- Challenge
Update the lines below by replacing every occurrence of "dense woodland" with "thick forest", leaving all other text unchanged.
---------- Material provided ----------
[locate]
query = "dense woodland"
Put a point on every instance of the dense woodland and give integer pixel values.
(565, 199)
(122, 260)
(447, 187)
----------
- Reply to the exercise
[locate]
query = "thick forest"
Put a point on every instance of the thick forest and give integer pixel values.
(565, 199)
(122, 260)
(447, 187)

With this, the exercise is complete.